* [Work instructions]: Please extract each line of the listing below that contains the word "seated".

(Location identification items)
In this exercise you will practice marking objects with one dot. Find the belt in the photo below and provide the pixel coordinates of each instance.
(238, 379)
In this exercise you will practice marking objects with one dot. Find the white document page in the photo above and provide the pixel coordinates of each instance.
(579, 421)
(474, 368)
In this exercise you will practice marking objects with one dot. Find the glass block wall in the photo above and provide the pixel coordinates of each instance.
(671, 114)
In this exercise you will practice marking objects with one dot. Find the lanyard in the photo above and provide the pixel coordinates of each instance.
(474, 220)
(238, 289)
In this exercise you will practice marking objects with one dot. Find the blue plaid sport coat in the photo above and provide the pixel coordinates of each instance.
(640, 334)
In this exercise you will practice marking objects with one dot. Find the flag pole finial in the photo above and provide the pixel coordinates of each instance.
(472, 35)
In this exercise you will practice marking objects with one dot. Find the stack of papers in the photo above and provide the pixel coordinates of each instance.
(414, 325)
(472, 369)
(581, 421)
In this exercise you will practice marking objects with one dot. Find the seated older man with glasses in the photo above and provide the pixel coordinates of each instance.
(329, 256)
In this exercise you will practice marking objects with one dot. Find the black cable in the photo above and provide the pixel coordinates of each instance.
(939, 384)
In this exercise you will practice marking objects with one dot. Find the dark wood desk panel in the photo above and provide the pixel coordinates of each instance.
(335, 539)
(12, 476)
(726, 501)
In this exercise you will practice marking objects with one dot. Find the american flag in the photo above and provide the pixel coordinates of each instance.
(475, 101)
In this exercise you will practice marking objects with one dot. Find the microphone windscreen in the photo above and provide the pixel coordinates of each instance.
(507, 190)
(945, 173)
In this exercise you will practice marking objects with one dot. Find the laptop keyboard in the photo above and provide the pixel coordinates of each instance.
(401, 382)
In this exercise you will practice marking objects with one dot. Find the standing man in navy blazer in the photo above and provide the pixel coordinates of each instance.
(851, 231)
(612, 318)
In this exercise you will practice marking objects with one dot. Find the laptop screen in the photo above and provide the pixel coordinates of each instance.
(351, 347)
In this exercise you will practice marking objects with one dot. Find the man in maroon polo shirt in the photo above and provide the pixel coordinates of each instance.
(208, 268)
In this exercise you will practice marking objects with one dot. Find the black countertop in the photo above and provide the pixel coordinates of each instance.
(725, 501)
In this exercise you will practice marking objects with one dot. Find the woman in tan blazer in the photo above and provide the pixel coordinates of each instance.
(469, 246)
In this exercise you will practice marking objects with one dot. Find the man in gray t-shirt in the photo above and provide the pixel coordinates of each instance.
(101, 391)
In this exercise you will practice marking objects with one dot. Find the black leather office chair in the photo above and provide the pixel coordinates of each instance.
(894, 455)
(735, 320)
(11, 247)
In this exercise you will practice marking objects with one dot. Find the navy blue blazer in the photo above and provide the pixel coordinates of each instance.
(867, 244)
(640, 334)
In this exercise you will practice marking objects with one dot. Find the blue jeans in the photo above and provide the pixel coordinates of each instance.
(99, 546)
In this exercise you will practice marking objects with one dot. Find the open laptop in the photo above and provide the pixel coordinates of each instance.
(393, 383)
--
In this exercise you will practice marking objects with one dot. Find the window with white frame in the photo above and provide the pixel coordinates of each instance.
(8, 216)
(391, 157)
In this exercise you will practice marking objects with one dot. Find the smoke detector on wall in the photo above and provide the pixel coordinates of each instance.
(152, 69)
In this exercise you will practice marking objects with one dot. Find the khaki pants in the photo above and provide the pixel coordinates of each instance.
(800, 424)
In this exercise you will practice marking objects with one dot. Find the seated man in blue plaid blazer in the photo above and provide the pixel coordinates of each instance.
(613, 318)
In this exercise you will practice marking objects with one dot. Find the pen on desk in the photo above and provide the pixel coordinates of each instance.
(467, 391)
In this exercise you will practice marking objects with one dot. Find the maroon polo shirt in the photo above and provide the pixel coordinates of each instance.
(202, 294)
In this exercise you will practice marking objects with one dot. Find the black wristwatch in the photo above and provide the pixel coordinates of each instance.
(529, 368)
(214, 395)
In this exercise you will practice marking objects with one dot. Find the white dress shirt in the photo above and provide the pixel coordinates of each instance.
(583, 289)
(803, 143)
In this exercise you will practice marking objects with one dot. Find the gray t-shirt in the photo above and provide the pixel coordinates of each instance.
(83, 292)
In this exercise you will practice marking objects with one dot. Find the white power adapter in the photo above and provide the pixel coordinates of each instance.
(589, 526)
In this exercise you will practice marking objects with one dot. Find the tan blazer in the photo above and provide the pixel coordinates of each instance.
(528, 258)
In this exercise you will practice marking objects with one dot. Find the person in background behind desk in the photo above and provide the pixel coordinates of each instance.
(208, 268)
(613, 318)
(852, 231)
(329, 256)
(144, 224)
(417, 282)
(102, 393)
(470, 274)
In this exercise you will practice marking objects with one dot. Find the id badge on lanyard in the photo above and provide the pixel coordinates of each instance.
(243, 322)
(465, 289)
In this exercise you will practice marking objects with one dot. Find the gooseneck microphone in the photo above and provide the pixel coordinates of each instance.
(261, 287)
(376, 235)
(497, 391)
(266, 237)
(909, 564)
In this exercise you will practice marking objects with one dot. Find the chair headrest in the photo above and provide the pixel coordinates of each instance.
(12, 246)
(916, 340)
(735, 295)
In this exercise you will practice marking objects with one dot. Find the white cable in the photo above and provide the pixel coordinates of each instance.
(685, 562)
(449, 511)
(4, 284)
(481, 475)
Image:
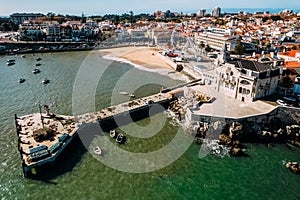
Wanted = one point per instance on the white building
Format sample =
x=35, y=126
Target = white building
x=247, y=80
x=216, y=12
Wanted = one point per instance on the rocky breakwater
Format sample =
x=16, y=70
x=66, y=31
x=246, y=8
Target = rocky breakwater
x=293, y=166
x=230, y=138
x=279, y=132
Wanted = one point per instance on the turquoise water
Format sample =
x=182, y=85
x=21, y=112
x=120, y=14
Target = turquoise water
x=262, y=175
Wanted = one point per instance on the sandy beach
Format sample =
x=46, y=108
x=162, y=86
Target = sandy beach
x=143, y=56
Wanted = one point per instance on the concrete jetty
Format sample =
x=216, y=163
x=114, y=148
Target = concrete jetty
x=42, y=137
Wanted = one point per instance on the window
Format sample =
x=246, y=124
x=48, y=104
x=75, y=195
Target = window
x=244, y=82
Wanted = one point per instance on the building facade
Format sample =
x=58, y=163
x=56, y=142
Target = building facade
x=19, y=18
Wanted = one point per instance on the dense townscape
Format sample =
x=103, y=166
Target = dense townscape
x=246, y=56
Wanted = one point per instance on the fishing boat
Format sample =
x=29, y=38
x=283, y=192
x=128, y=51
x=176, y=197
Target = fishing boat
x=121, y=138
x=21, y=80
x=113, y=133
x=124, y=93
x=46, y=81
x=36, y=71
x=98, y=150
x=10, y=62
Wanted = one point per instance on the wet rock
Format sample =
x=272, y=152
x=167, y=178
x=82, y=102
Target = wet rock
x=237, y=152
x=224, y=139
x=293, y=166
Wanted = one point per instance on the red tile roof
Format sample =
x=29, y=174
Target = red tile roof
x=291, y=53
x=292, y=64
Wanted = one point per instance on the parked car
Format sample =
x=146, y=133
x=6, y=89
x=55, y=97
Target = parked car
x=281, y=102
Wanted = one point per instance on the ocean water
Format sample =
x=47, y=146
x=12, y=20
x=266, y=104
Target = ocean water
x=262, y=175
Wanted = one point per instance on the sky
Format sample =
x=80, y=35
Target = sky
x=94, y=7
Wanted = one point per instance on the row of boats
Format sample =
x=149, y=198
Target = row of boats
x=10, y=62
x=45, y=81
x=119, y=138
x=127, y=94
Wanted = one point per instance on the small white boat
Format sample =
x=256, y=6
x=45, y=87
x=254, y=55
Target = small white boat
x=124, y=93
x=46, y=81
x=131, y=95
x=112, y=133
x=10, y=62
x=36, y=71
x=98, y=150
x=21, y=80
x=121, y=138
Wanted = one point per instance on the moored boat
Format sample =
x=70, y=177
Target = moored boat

* [Solved exercise]:
In this exercise you will practice marking objects with one dot. Find the seated older man with glasses in the photo above and provide the pixel coordinates of each instance.
In this exercise you will practice marking objects with one dot. Find the seated man in blue plaid blazer in the photo above and provide the pixel coordinates of each instance.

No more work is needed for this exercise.